┌────────

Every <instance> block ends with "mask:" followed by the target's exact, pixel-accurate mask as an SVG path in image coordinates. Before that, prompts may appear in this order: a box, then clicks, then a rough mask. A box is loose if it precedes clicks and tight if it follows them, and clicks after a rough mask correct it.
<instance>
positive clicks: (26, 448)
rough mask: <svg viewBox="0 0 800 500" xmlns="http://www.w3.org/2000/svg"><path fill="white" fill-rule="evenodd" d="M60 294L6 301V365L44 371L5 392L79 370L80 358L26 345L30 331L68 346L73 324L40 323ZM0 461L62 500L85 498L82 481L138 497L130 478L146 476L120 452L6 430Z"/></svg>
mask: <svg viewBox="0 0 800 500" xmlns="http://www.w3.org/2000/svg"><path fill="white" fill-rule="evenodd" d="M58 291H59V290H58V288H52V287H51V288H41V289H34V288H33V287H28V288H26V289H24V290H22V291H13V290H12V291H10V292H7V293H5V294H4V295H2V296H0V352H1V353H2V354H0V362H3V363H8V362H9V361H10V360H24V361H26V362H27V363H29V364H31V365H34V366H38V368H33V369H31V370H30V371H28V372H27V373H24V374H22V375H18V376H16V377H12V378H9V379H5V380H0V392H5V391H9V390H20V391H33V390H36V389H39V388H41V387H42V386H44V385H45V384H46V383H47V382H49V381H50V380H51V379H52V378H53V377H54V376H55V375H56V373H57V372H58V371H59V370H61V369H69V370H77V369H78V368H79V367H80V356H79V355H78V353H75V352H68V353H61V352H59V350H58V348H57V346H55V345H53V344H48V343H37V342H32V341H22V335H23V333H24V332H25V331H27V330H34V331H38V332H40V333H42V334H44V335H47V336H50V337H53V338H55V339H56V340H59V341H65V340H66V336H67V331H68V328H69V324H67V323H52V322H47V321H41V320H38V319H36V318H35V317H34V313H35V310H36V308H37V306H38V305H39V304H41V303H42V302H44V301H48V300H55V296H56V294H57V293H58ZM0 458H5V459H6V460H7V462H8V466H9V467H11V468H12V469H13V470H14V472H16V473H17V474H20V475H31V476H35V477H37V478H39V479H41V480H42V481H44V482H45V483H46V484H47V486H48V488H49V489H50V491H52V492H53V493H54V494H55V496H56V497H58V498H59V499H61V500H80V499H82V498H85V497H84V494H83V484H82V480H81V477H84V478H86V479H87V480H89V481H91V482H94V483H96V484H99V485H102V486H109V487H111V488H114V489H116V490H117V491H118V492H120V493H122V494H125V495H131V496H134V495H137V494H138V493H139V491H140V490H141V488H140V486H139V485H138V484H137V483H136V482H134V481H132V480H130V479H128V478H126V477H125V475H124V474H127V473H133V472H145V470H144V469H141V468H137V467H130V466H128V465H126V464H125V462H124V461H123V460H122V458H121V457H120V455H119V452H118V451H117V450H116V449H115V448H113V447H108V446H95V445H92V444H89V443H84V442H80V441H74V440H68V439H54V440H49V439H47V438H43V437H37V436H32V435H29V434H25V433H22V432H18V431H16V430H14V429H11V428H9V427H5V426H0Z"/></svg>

└────────

All lines of the material that contain the word "clicks" should be listed.

> _Result below_
Every <instance> block ends with "mask:" followed by the target's exact, pixel-accurate mask as an SVG path in image coordinates. Before that, prompts may appear in this order: a box, then clicks, then a rough mask. A box is loose if it precedes clicks and tight if it follows them, and clicks after a rough mask correct it.
positive clicks: (26, 448)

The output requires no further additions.